• [Document text]
■ ■ ■ ■

A relational database stores rows and columns. SQL joins them. An RDF store keeps triples — subject, predicate, object. SPARQL matches patterns against those triples the way a regular expression matches text: flexible, composable, and ignorant of storage layout.
The conceptual move is straightforward. A SPARQL graph pattern is a set of triple templates where any position can be a variable or a fixed term. The engine finds every assignment of values to variables that makes all templates simultaneously true against the data. That is the entire core idea. Everything else — filtering, aggregating, sorting, constructing new graphs — is built on top of that matching step.
Where SQL asks "give me all rows from the Orders table where customer_id = 42," SPARQL asks "give me every ?subject that has a foaf:knows predicate to at least one ?object whose name matches 'Alice.'" The difference is not just syntax. RDF has no schema that predetermines which predicates a node might have. SPARQL's pattern matching is the only way to navigate that open-ended structure.
A triple pattern is a template with one or more variables. Wrap a set of them in a WHERE clause and the engine finds every combination of values that matches all of them at once:
SELECT ?name ?jutsu WHERE { ?ninja a sensemaking:Ninja ; schema:name ?name ; sensemaking:hasJutsu ?jutsu . }
Three triple patterns. The engine binds ?ninja, ?name, and ?jutsu to every combination in the graph that satisfies all three simultaneously. A ninja with two jutsu appears twice — one row per jutsu. This is not a flaw; it is how triple-pattern matching works, and it matters when you use OPTIONAL.
SPARQL triple patterns map roughly to Cypher's MATCH clause. The key difference: Cypher's graph model lets you put properties on edges (-[:KNOWS {since: 2020}]->). In SPARQL, "since 2020" requires a separate triple — either a new node (event-class pattern) or RDF-star annotation. That is the same trade-off as Sub-module 1.1.
You write a query in a .rq file (or a text box). You POST it to an endpoint URL. The endpoint returns results — a table of variable bindings for SELECT, a boolean for ASK, a new RDF graph for CONSTRUCT or DESCRIBE. The protocol is standard; the results format is negotiated via HTTP content-type headers.
SERVICE wikibase:label is the most common example.Local Fuseki runs on your machine at localhost:3030. Fast, private, no rate limits. Data you load is yours to query — the Naruto and mythology datasets from the starter kit, your own Turtle files. This is the workbook environment.

■ ■ ■ ■

• [Task A] From the SPARQL text, copy word for word the passage between "The conceptual move" and "that open-ended structure.", inclusive.
• [Task B] According to the SPARQL text, what does an endpoint return for an ASK query?
• [Task C] Decide whether each statement agrees with the SPARQL text, answering yes or no and quoting the deciding words: (i) A ninja with two jutsu appears only once in the query results. (ii) The results format is negotiated through HTTP content-type headers. (iii) RDF has a schema that fixes which predicates a node may have.

• [Given information]

■ ■ ■ ■

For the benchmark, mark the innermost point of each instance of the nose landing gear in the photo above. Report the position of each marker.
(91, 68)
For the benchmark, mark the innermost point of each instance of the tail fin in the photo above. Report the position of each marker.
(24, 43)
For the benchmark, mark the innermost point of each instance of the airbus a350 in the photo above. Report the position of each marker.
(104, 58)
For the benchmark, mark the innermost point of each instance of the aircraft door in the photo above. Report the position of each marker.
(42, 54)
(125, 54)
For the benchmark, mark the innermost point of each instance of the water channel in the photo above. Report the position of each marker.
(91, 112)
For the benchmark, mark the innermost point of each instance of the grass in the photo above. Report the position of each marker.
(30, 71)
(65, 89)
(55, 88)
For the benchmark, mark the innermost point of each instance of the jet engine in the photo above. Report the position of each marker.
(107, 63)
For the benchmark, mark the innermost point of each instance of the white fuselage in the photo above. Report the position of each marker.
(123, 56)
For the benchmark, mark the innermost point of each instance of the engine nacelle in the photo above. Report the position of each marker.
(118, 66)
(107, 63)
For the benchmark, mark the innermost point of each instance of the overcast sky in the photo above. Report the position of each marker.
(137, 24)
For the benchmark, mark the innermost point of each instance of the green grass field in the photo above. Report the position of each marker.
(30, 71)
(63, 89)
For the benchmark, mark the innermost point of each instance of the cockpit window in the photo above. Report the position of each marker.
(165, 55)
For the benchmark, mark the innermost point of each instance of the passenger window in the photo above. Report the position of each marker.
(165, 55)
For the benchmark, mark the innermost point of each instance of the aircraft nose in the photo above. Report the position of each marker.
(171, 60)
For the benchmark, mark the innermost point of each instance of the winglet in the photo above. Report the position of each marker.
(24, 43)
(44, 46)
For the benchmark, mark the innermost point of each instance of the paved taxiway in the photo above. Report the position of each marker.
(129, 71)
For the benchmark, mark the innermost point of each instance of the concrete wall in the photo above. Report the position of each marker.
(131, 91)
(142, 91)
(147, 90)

■ ■ ■ ■

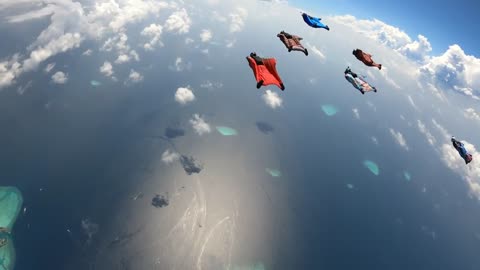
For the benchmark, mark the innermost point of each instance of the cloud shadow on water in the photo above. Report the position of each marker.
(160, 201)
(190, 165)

■ ■ ■ ■

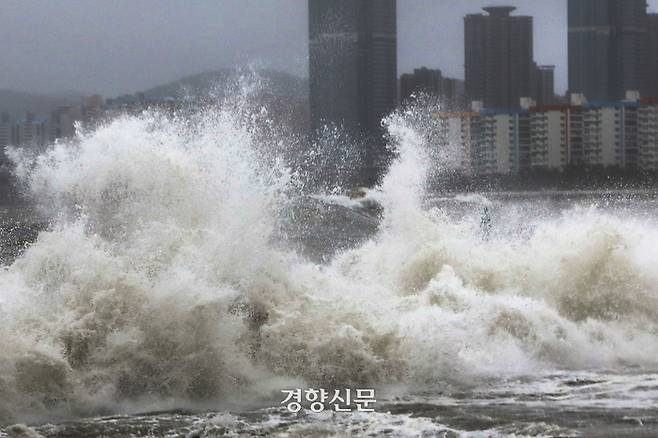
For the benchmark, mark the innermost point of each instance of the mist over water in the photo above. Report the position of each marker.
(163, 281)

■ ■ ■ ■

• [Finished answer A]
The conceptual move is straightforward. A SPARQL graph pattern is a set of triple templates where any position can be a variable or a fixed term. The engine finds every assignment of values to variables that makes all templates simultaneously true against the data. That is the entire core idea. Everything else — filtering, aggregating, sorting, constructing new graphs — is built on top of that matching step.
Where SQL asks "give me all rows from the Orders table where customer_id = 42," SPARQL asks "give me every ?subject that has a foaf:knows predicate to at least one ?object whose name matches 'Alice.'" The difference is not just syntax. RDF has no schema that predetermines which predicates a node might have. SPARQL's pattern matching is the only way to navigate that open-ended structure.

• [Finished answer B] A boolean.

• [Finished answer C]
(i) No: "A ninja with two jutsu appears twice — one row per jutsu."
(ii) Yes: "the results format is negotiated via HTTP content-type headers."
(iii) No: "RDF has no schema that predetermines which predicates a node might have."